Posted by Malcolm Gregory, Partner
The law becomes real- insights from a first seat trainee solicitor
I have just finished my first seat in Personal Injury and Clinical Negligence at the Oxford office of Royds Withy King and this is a quick snapshot of my work
When you are in the midst of training contract applications it can be easy to become fixated on ‘getting a TC’ and to slightly lose sight of what the training contract will entail – other than six monthly stints in four different ‘seats’/ specialist departments over two years.
I have just finished my first seat in Personal Injury and Clinical Negligence at the Oxford office of Royds Withy King, and this is a quick snapshot of my work.
From non-law to law
As a non-law graduate this was my first real exposure to the legal world, other than a week or two of work experience. Consequently the first few weeks held some rabbit in the headlight moments when you are presented with a file, a memo and the immortal lines ‘can you just..?’ Other trainees tell me that this in fact is normal for the start of a seat, so must be embraced. I found that I very quickly became familiar with the work, the fee-earners and time recording (forensically breaking your day into units of six minutes!). Crucially I found that the wider team, from partners to secretaries, were all willing to help if I had a question, and you should have lots. I also had comprehensive training on all systems and attended external and internal training, often in one of our other offices.
A day in the life…
I know it sounds clichéd but as it was a litigious seat, my days were very varied. One minute you might be deciphering medical records to draft a chronology based on a client’s medical history, dropping documents off at court or taking notes at a meeting with a barrister and medical experts. I have been lucky enough to go to an approval hearing in front of a judge; a full trial in the County Court and an application hearing at the Royal Courts.
Valuing a client’s potential damages was a large part of my role. This required researching previous cases and doing a ‘compare and contrast’ exercise between the client’s injuries/symptoms and those of previously decided cases. It was more an art than a science but it was really interesting work and excellent to see those valuations used to make offers to settle.

### DATA EXTRACT

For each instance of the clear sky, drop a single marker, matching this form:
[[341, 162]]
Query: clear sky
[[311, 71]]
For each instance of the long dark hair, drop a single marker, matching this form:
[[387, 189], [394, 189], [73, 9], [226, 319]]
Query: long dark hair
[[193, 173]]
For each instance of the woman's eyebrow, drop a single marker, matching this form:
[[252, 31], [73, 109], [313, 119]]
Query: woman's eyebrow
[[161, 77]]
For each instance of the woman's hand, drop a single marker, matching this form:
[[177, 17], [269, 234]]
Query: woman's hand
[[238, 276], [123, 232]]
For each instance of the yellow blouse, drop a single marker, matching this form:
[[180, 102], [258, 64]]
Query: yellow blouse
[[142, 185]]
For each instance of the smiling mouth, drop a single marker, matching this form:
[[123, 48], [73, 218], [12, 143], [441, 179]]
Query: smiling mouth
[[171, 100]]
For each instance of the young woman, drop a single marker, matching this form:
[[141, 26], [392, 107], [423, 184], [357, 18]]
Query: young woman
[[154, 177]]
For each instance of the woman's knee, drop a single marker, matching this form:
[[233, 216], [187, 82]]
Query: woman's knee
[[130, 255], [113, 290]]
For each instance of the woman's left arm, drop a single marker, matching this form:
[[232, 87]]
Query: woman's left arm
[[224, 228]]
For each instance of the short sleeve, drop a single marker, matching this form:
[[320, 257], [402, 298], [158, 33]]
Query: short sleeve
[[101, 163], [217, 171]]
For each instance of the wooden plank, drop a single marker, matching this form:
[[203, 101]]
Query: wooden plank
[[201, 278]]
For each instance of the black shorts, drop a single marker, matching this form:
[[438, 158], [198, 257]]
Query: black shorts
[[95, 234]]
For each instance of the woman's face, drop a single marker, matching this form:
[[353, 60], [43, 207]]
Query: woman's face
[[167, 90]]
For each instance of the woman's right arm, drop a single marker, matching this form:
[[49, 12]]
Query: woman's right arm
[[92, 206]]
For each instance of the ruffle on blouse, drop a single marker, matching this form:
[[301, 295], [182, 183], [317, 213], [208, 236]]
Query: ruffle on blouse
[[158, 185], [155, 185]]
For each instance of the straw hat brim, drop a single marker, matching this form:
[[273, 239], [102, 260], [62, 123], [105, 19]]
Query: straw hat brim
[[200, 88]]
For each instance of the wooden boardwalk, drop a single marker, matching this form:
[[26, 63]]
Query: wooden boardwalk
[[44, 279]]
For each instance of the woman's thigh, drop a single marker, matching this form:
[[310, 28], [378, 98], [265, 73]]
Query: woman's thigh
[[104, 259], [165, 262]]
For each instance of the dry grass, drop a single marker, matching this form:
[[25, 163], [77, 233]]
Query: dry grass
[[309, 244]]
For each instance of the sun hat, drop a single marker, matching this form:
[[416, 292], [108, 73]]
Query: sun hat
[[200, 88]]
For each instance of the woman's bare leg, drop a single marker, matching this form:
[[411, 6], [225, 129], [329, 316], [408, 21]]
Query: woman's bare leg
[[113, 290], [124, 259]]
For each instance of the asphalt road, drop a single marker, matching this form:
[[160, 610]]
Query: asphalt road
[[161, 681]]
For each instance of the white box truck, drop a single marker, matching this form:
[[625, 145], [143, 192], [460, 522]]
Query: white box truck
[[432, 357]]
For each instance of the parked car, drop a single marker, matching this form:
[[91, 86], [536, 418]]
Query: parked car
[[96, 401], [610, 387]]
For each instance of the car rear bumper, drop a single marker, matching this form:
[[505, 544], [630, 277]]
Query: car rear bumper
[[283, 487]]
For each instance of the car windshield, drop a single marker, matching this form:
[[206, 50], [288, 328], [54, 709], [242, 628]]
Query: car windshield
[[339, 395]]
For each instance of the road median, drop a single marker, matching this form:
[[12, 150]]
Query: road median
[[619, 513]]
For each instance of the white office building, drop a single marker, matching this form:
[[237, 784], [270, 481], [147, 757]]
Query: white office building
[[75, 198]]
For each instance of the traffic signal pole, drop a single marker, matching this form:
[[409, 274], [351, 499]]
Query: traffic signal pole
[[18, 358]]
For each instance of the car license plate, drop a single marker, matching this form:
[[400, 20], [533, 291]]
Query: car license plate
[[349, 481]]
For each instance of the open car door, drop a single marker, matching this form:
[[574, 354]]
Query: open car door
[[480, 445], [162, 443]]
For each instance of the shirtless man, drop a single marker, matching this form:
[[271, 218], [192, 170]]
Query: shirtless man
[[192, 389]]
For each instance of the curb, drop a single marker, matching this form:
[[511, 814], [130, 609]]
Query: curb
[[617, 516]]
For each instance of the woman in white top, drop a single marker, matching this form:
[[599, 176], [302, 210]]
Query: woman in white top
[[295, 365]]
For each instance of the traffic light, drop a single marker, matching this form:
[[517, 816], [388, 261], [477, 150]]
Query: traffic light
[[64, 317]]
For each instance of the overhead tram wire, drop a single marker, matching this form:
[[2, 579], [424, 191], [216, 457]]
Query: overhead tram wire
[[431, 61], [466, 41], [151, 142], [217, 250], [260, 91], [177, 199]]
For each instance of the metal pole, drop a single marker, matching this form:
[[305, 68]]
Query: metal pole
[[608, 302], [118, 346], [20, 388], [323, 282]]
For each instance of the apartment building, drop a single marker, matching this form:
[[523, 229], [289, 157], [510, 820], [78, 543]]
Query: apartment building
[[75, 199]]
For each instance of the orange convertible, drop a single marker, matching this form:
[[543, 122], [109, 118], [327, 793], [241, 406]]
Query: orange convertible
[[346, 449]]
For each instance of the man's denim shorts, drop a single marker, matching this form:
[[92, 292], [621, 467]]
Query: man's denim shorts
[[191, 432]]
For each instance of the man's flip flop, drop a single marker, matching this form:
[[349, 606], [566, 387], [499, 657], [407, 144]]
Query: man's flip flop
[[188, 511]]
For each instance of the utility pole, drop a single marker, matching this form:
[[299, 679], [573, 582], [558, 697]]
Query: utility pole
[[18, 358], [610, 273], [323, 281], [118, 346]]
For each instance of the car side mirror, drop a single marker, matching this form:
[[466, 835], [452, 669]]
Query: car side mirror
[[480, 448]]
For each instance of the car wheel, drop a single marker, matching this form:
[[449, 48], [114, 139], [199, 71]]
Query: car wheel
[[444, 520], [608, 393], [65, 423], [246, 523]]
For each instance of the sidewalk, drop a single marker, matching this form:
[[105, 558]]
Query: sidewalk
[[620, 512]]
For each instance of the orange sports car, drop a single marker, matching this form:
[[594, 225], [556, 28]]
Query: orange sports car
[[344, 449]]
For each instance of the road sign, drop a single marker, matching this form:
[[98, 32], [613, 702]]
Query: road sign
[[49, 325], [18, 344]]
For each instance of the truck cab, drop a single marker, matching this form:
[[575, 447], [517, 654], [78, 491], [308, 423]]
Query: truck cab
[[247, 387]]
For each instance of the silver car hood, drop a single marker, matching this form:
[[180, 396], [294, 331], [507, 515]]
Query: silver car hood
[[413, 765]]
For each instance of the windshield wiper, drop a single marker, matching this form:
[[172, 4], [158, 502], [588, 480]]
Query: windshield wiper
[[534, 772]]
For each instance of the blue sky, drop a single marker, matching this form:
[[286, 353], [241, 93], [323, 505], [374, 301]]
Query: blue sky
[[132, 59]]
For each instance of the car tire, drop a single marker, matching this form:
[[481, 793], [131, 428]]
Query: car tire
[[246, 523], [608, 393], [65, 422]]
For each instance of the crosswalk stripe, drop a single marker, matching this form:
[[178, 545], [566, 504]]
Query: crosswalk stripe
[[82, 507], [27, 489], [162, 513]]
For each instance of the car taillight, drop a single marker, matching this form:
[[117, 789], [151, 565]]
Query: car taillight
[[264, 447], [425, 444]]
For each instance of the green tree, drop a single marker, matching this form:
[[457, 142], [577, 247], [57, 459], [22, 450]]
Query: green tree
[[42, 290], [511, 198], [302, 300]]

--

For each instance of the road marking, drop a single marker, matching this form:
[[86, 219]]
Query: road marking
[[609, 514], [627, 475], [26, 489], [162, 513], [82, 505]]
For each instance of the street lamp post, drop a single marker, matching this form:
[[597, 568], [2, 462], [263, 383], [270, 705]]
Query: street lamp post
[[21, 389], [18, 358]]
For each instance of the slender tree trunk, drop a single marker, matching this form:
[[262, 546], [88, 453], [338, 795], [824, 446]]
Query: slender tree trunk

### BRIEF 1
Sum up the training seat post in two sentences.
### BRIEF 2
Retype the part of the training seat post that opens with the words containing "From non-law to" and closes with "our other offices.".
The entries have nothing to do with the work asked for here.

### WRITTEN SOLUTION 1
A trainee solicitor describes finishing a first seat in Personal Injury and Clinical Negligence at the Oxford office of Royds Withy King. As a non-law graduate, the trainee soon got used to the work with help from the wider team and training, and found the days varied, from court hearings to valuing clients' potential damages by comparing them with earlier cases.

### WRITTEN SOLUTION 2
From non-law to law
As a non-law graduate this was my first real exposure to the legal world, other than a week or two of work experience. Consequently the first few weeks held some rabbit in the headlight moments when you are presented with a file, a memo and the immortal lines ‘can you just..?’ Other trainees tell me that this in fact is normal for the start of a seat, so must be embraced. I found that I very quickly became familiar with the work, the fee-earners and time recording (forensically breaking your day into units of six minutes!). Crucially I found that the wider team, from partners to secretaries, were all willing to help if I had a question, and you should have lots. I also had comprehensive training on all systems and attended external and internal training, often in one of our other offices.